__RECORD SET__
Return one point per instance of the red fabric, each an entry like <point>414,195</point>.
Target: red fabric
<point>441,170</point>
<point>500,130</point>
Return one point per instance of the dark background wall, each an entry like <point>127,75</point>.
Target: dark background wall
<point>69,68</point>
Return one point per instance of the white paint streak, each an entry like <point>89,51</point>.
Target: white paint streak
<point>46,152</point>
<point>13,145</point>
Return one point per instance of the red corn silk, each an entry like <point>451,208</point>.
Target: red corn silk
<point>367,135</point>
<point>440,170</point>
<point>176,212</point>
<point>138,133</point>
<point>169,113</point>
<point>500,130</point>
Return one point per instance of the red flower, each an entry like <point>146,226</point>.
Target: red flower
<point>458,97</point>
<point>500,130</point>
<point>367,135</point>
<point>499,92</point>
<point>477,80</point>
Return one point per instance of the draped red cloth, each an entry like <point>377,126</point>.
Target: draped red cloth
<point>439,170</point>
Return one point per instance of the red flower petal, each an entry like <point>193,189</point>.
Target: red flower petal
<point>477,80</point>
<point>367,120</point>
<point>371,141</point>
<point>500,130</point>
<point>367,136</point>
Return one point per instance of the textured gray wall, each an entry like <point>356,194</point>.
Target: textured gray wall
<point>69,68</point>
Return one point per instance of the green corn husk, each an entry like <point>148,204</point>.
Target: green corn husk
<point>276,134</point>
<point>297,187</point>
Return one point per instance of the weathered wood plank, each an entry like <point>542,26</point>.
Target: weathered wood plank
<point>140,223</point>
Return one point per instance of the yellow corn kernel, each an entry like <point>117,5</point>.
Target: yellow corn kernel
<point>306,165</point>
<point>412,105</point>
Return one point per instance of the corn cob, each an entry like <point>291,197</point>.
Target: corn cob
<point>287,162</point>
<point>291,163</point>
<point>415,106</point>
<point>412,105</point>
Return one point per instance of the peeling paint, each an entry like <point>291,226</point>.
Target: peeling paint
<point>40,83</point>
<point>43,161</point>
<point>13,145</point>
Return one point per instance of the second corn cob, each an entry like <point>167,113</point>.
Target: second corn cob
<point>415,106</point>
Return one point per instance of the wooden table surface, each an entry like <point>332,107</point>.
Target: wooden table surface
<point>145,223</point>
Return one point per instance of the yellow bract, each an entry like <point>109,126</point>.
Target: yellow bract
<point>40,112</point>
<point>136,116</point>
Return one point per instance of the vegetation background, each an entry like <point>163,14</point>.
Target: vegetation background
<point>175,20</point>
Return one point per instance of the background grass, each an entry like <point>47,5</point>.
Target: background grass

__TASK TO COMPLETE__
Retype every entry above, word for word.

__YOUR RESPONSE__
Return one point per instance of the red fabric, each an entry like <point>414,195</point>.
Target: red fabric
<point>441,170</point>
<point>500,130</point>
Return one point per instance of the dark background wall, each an entry like <point>127,75</point>.
Target: dark background wall
<point>69,68</point>
Return one point per instance of the white paint streak, each an entry like <point>89,51</point>.
Target: white paint streak
<point>46,152</point>
<point>13,145</point>
Return one point per instance of the red corn silk, each an entry like <point>451,208</point>.
Target: red corn silk
<point>367,135</point>
<point>440,170</point>
<point>176,212</point>
<point>138,133</point>
<point>169,113</point>
<point>500,130</point>
Return one point per instance of the red flower, each an entry like <point>146,226</point>.
Target: red flower
<point>458,97</point>
<point>500,130</point>
<point>367,135</point>
<point>499,92</point>
<point>477,80</point>
Return one point per instance of the draped red cloth, each an entry like <point>377,126</point>.
Target: draped red cloth
<point>439,170</point>
Return one point per instance of the red flower petal, each an entry like <point>193,189</point>.
Target: red flower petal
<point>477,80</point>
<point>367,120</point>
<point>371,141</point>
<point>500,130</point>
<point>367,136</point>
Return one point per instance of the textured gray wall, each an entry like <point>356,194</point>.
Target: textured gray wall
<point>69,68</point>
Return one point per instance of the green corn husk, each an entry like <point>148,204</point>.
Target: green corn husk
<point>276,134</point>
<point>297,187</point>
Return one point per instance of the weathered wood plank, each an entry like <point>542,26</point>.
Target: weathered wood plank
<point>140,223</point>
Return one point per instance of the yellow corn kernel, each an entry like <point>117,5</point>.
Target: yellow corn kernel
<point>306,165</point>
<point>412,105</point>
Return one point per instance of the corn cob, each an entry like <point>291,197</point>.
Target: corn cob
<point>287,162</point>
<point>291,163</point>
<point>415,106</point>
<point>412,105</point>
Return one point per instance of the peeling paint, each an entry like <point>291,226</point>.
Target: peeling paint
<point>40,83</point>
<point>43,161</point>
<point>13,145</point>
Return one point per instance of the second corn cob, each an entry like <point>167,113</point>.
Target: second corn cob
<point>415,106</point>
Return one point per instance of the wooden table surface, each an entry like <point>332,107</point>.
Target: wooden table surface
<point>145,223</point>
Return one point per instance of the yellow bract, each an entry like <point>109,126</point>.
Target: yellow bract
<point>40,112</point>
<point>136,116</point>
Return one point per instance of the vegetation background, each an entry like <point>163,14</point>.
Target: vegetation background
<point>175,20</point>
Return one point per instance of the background grass, each an entry like <point>47,5</point>.
Target: background grass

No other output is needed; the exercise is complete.